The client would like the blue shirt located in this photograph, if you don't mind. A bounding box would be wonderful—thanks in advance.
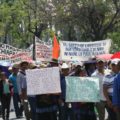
[113,73,120,107]
[103,73,117,96]
[9,74,18,93]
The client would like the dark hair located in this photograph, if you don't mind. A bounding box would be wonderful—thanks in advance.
[75,66,85,76]
[0,72,6,76]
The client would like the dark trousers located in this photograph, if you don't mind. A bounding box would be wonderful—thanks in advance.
[1,94,11,119]
[106,96,117,120]
[28,96,36,120]
[13,93,23,117]
[37,111,57,120]
[59,104,75,120]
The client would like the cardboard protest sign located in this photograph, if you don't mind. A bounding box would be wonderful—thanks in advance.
[65,77,100,102]
[60,40,111,61]
[26,67,61,95]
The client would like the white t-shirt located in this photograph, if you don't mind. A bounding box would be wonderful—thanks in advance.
[92,70,109,101]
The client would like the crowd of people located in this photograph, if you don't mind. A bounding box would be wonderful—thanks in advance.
[0,59,120,120]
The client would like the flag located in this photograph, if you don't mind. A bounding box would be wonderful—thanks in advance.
[52,35,60,59]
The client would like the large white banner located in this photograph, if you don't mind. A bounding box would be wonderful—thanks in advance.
[60,39,111,61]
[26,67,61,95]
[36,43,52,61]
---------------
### Exercise description
Reproduce all of the data above in full, keeping every wording unchanged, but multiply each bounding box coordinate in the answers by 1.2 and round it to a whole number, with halves rounded up. Leave the picture out of your answer.

### Solution below
The client would like the blue shirt located in this photograph, if you don't mind. A bounding box would be wonderful—thanks in advance.
[136,88,144,128]
[124,88,140,115]
[11,89,22,112]
The client would like the dark hair located in this photograph, if you don't mind. A bounding box would be wonderful—thanks in advance.
[90,79,102,91]
[0,86,7,91]
The client would like the dark trousers located in this photograph, if you don't mind. A bounding box would be wonderful—thanks in advance.
[1,113,13,143]
[127,115,140,144]
[34,115,43,144]
[16,112,28,140]
[44,133,68,144]
[71,125,90,144]
The client would like the cardboard protest sign located in this photograph, if you don't mind. A bounding box would be wonderful—thanks in advance.
[78,92,120,122]
[72,48,133,73]
[31,80,73,114]
The client would like the white t-shirt located in this photograph, if you don't mind. A bounding box would be wonderful—thanks in advance.
[110,84,131,121]
The client would like the crowd of people located in this photograph, if you don't mind. A bounding box would be wonderful—thanks in advance.
[0,71,144,144]
The client would like the flag located in this photograph, if you don't mind. A bounding box would be wonderful—thanks in advance.
[62,42,72,71]
The client would like the large white banner located in this photograph, if you don't mind. A bounding box would be wonderful—thanks in advance.
[72,47,133,73]
[31,80,73,114]
[43,52,62,73]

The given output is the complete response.